_Exercise requirements_
Please quote the passage below on banking-sector analysis in full, word for word.

The analysis can be conducted at several levels ranging from the overall banking sector to the individual bank. In an analysis of the banks as a whole, the overall average approach is supplemented with distribution measures to achieve a more varied presentation of the sector. The Danish banks vary considerably, which emphasises the need for distribution measures. The figures can be broken down using various methods, depending on the type of data and the areas to be analysed. One method is to break down key indicators for the individual banks into percentiles. This makes it possible to e.g. identify the 10 per cent of the banks showing the strongest deviation from the median. Another method is to determine a cut-off value for a given key indicator and simply count the number of banks below the cut-off value. A third method is attributing weights to the key indicators. Weighting can be in terms of e.g. total balance-sheet value or equity.

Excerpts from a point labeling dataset
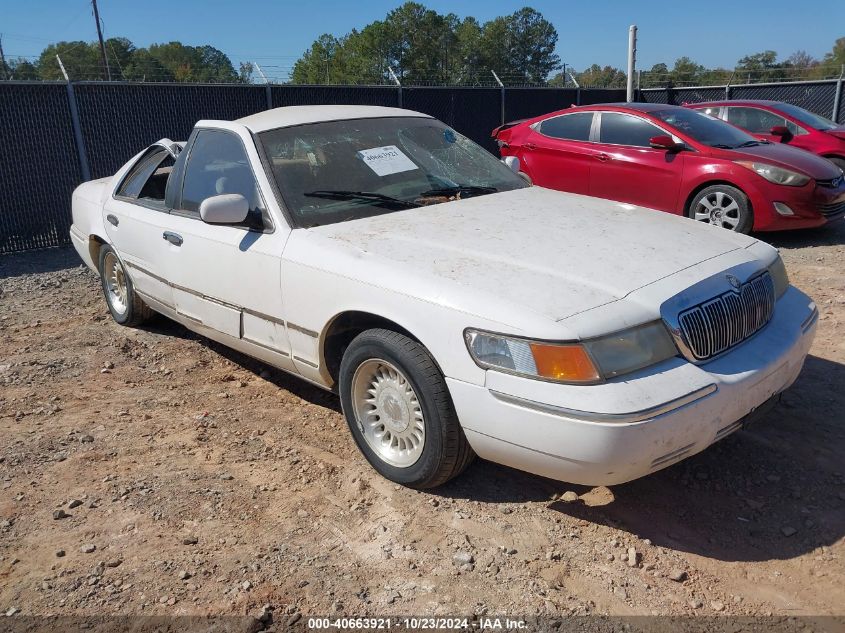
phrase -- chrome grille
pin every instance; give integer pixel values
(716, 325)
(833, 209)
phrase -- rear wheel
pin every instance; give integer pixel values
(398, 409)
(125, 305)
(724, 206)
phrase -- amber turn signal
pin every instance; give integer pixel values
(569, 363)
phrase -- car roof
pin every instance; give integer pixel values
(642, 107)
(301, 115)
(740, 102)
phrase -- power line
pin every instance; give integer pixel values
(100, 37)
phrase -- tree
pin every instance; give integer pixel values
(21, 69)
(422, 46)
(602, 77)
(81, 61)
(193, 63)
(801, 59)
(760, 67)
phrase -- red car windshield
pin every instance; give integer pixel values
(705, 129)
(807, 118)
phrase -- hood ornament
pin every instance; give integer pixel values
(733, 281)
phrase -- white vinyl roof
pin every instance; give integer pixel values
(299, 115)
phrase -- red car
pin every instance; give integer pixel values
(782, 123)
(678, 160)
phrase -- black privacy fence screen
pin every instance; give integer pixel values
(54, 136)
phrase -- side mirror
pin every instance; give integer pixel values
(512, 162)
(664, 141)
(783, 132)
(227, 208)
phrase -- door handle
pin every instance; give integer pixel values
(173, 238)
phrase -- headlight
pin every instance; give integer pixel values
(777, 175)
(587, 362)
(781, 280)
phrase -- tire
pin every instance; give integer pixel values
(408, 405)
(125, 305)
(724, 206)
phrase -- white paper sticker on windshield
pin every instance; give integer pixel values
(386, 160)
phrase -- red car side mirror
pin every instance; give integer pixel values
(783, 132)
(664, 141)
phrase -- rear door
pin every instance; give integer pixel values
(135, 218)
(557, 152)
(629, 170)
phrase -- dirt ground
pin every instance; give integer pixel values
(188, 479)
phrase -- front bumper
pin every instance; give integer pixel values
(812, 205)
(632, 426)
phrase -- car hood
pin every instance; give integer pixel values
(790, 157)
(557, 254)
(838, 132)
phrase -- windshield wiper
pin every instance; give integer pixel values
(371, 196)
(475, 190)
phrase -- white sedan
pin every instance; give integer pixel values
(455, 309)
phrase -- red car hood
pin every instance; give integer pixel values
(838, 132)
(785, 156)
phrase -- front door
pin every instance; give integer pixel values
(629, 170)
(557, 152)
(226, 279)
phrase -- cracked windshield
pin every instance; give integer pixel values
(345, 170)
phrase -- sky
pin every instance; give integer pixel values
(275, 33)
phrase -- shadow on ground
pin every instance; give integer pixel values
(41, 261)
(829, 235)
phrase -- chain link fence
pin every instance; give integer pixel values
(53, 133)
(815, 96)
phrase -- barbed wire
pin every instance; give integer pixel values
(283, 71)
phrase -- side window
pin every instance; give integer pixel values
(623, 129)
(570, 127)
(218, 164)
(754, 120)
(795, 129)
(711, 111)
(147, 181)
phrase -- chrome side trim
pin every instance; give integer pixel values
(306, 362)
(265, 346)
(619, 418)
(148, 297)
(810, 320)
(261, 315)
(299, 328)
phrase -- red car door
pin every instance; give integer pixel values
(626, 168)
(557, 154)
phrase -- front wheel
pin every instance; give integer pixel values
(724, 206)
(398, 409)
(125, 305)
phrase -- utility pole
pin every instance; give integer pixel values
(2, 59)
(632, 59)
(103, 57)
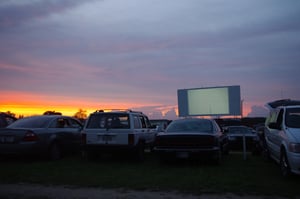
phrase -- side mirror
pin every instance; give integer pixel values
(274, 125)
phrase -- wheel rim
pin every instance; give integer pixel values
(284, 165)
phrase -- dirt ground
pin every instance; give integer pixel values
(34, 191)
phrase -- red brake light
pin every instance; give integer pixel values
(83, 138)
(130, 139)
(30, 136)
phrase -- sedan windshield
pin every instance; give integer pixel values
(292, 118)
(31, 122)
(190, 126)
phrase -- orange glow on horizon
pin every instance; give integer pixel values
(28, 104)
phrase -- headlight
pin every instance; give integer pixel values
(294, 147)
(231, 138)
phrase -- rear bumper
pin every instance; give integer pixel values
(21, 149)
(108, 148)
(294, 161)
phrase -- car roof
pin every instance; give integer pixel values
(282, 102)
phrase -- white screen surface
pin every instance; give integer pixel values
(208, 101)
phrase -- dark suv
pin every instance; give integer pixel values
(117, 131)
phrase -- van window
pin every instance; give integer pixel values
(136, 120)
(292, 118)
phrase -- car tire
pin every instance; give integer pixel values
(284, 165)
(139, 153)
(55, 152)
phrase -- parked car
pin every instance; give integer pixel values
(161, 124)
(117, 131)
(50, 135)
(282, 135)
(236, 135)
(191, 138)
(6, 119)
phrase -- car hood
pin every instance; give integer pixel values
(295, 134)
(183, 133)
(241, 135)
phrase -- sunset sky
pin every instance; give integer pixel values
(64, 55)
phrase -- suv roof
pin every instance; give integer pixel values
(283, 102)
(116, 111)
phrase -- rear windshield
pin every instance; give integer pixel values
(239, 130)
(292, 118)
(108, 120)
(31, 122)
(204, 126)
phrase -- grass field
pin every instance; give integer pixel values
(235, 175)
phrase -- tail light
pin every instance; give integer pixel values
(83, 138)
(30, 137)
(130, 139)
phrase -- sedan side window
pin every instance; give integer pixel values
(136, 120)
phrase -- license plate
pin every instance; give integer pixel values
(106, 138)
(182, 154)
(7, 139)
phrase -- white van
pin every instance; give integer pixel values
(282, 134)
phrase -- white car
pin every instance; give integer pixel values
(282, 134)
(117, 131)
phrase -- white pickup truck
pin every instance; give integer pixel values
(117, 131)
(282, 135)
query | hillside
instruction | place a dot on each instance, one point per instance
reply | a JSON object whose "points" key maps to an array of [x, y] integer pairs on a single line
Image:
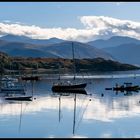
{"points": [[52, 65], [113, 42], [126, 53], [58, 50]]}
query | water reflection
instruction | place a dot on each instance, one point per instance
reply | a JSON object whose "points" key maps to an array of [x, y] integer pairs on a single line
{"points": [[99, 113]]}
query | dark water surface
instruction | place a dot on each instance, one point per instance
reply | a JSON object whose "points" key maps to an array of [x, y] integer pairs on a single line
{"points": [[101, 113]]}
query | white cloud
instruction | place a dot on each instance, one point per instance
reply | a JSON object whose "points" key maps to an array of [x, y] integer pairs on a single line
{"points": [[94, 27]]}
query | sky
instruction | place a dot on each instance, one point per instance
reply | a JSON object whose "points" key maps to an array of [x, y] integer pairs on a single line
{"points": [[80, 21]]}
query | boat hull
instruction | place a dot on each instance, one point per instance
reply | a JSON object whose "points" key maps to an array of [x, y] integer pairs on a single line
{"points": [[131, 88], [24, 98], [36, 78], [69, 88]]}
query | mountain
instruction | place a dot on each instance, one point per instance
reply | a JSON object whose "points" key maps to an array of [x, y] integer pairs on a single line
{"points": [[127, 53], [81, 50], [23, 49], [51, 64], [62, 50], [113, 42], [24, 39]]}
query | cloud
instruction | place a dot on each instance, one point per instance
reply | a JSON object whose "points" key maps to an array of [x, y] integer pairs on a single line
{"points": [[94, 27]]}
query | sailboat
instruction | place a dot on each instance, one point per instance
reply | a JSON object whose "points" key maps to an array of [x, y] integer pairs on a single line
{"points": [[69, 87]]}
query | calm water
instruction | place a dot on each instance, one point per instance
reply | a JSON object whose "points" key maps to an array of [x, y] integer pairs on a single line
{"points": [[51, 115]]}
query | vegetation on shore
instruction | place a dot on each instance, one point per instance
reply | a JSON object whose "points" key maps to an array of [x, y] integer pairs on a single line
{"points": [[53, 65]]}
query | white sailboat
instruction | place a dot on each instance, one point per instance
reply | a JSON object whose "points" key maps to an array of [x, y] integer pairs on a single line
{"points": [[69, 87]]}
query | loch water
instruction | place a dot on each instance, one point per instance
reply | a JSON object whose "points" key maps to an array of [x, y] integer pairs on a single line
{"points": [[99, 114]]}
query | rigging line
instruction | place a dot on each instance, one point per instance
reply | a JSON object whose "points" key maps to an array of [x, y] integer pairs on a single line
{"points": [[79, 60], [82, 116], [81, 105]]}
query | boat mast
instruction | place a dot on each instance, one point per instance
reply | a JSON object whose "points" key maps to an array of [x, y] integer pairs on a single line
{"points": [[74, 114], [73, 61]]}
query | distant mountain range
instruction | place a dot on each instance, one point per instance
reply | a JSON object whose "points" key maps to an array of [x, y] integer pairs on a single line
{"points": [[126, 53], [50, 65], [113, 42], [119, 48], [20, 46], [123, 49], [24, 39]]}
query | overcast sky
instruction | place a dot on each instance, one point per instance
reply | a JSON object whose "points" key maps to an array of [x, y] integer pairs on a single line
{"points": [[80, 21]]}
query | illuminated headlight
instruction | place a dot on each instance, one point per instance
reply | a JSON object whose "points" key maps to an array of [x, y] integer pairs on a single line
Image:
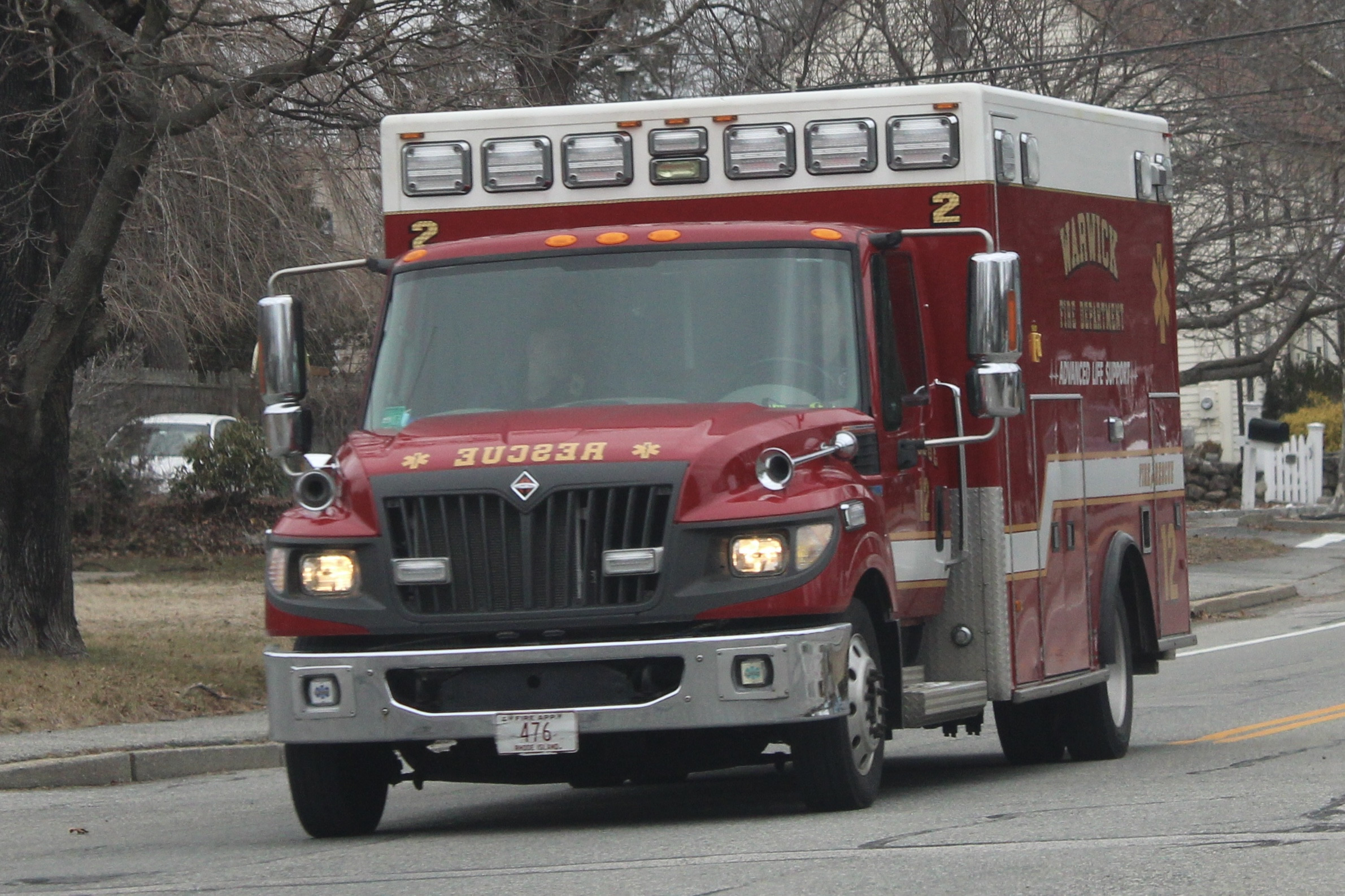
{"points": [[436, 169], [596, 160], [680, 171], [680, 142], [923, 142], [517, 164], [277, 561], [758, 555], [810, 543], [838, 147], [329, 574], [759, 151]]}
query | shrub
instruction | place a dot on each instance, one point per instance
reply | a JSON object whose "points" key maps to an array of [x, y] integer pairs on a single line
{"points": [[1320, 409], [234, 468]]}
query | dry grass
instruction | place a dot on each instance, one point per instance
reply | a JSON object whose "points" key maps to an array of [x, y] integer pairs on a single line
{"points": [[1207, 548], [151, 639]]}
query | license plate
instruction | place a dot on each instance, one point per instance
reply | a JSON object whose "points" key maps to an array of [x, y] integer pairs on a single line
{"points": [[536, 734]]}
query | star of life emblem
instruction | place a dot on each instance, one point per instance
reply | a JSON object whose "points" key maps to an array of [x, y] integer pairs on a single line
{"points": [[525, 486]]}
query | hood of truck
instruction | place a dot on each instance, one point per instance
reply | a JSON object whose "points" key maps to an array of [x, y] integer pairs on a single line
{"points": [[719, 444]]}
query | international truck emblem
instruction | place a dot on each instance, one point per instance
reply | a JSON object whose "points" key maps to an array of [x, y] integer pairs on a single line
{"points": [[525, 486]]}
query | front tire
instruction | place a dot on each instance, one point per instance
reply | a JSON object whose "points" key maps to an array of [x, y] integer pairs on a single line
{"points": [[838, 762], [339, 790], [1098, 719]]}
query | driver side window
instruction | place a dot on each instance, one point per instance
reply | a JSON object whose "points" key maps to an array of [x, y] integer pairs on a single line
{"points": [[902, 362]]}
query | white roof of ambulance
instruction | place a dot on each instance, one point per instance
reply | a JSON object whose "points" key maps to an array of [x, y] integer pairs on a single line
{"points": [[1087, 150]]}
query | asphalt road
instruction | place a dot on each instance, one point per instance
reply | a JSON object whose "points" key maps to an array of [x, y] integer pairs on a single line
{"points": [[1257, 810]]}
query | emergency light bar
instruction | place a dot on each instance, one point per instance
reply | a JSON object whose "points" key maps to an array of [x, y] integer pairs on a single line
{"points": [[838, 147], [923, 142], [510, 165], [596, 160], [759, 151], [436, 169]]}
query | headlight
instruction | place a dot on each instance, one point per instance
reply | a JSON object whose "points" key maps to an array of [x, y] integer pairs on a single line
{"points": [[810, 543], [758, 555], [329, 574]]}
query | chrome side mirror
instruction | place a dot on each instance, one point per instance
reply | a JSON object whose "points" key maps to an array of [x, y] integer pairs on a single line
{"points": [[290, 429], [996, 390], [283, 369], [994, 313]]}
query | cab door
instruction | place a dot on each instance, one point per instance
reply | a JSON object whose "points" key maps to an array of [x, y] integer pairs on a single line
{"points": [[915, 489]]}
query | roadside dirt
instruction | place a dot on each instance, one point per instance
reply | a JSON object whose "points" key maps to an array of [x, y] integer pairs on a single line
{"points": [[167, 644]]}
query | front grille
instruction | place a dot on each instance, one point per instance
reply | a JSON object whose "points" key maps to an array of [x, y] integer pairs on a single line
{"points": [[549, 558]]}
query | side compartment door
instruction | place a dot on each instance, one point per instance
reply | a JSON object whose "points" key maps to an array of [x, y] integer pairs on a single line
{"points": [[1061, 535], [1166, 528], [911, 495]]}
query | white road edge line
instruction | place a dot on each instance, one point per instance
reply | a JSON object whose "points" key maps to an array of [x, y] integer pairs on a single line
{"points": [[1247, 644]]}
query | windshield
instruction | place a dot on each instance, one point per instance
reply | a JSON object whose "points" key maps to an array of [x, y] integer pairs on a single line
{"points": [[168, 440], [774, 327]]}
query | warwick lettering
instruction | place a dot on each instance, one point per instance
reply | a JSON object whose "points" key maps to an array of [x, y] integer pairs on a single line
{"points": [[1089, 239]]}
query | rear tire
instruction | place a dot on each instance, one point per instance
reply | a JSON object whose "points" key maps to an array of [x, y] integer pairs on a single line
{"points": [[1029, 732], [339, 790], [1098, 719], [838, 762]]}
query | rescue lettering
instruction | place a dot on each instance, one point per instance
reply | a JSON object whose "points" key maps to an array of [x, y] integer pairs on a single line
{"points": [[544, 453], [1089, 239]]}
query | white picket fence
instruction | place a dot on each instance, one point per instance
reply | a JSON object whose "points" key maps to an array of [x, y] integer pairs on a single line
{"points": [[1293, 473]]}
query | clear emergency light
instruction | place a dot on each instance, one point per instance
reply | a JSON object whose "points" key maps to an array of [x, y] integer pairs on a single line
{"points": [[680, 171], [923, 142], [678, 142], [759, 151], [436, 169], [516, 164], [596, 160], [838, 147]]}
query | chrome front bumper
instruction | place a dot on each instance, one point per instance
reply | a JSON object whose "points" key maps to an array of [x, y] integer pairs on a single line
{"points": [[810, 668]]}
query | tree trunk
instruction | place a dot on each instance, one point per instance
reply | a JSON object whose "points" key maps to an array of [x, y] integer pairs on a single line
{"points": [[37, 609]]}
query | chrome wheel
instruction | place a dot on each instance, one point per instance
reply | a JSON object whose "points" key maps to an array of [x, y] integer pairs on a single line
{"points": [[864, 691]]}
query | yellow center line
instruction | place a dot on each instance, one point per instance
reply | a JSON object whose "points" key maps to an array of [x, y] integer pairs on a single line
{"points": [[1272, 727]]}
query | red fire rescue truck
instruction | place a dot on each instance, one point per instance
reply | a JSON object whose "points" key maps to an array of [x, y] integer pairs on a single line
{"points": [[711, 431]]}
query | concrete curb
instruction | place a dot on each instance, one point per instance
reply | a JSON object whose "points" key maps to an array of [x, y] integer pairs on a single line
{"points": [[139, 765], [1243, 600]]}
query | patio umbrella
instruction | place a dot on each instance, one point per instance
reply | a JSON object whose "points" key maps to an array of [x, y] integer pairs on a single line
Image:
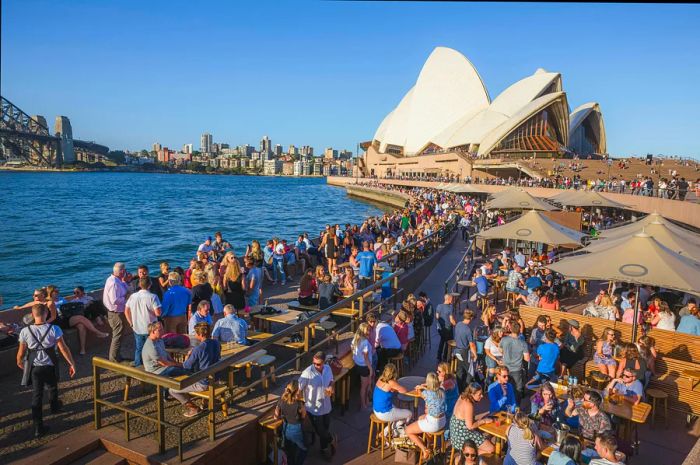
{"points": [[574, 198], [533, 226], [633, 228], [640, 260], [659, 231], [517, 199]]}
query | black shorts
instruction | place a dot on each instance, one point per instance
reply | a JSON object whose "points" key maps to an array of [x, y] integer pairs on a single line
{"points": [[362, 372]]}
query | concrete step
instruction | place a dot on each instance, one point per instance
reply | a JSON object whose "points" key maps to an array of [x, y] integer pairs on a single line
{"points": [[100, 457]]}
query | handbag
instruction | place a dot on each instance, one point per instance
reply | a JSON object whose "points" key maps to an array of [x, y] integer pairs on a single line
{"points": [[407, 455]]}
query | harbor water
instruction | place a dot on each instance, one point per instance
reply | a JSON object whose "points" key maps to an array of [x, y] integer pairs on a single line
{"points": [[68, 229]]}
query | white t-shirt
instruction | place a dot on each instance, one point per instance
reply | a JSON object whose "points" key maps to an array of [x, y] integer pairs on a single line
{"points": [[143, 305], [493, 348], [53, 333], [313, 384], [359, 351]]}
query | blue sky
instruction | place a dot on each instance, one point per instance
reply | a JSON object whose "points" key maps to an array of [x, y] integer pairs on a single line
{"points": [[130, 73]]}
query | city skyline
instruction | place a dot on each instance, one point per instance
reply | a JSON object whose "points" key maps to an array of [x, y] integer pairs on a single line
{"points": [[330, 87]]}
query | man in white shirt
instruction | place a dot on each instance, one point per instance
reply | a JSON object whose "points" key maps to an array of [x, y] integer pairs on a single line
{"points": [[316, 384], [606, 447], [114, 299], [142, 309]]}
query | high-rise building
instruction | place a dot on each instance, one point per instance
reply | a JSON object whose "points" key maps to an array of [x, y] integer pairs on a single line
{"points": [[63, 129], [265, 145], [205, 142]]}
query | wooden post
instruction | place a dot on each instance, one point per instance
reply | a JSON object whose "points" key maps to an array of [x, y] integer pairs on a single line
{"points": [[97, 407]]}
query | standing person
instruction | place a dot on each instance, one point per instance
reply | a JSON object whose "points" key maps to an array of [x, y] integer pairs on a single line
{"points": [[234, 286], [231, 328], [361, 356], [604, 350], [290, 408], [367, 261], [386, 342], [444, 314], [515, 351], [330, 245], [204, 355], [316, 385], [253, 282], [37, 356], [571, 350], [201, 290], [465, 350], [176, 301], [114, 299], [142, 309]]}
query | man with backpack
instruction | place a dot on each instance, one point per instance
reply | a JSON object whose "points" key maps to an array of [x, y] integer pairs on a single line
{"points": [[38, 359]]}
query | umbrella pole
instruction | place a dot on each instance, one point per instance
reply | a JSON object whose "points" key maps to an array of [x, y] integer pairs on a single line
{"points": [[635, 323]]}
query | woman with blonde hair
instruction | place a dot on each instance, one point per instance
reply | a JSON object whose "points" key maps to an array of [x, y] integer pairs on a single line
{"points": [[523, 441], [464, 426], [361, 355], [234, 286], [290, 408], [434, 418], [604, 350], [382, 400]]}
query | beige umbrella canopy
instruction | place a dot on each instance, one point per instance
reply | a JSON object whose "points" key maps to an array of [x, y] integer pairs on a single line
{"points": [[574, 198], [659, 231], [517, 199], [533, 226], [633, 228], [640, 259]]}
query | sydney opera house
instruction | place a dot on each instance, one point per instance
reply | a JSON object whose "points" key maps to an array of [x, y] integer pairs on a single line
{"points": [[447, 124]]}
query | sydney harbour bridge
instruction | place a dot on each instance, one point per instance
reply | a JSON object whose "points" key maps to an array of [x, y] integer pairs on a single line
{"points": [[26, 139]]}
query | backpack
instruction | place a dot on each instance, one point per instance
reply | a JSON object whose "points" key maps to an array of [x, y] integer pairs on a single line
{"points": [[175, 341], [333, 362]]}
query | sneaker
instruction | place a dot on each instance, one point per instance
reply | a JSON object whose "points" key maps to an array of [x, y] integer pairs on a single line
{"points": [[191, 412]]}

_Reply to the exercise_
The analysis can be conducted at several levels ranging from the overall banking sector to the individual bank. In an analysis of the banks as a whole, the overall average approach is supplemented with distribution measures to achieve a more varied presentation of the sector. The Danish banks vary considerably, which emphasises the need for distribution measures. The figures can be broken down using various methods, depending on the type of data and the areas to be analysed. One method is to break down key indicators for the individual banks into percentiles. This makes it possible to e.g. identify the 10 per cent of the banks showing the strongest deviation from the median. Another method is to determine a cut-off value for a given key indicator and simply count the number of banks below the cut-off value. A third method is attributing weights to the key indicators. Weighting can be in terms of e.g. total balance-sheet value or equity.